* START DATA TO USE *

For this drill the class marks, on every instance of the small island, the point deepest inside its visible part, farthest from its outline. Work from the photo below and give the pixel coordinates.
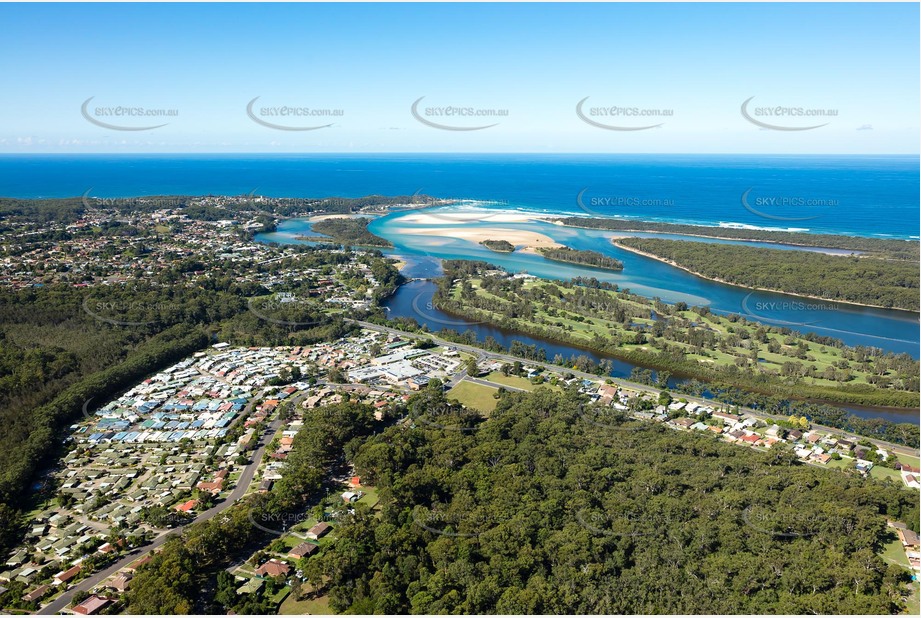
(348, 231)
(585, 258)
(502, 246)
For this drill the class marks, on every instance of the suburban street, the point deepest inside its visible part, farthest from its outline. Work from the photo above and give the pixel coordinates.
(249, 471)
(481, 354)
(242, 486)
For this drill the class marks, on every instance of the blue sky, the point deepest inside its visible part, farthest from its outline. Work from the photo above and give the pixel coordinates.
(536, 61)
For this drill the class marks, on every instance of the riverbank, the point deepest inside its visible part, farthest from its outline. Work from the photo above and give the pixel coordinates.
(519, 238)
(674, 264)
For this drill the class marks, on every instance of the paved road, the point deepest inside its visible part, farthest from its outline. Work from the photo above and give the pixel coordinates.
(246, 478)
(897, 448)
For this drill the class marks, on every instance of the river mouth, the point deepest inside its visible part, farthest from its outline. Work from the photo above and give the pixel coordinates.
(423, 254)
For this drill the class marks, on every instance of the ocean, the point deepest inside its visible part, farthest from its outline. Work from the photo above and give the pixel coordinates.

* END DATA TO USE *

> AIM OF THE TASK
Retype the records above exactly, starting at the line that contains "of the paved" and continuing through the end of the records.

> WRITTEN REPLY
For this drill the class marks, on every instance of the paved road, the point deepest inside its visible part, farthest from its outline. Work from the photo above and give the pixel coordinates.
(246, 478)
(897, 448)
For this drill the class marks, on every instance of the river mouth, the point deepest inside its visible part, farthest from its outline. Work from the photo above and give the pixel coordinates.
(423, 254)
For this drill the class marks, on every instance of the ocean, the point deepest inside its visible part, farthest from its outline. Work from the photo above and give the pixel coordinates.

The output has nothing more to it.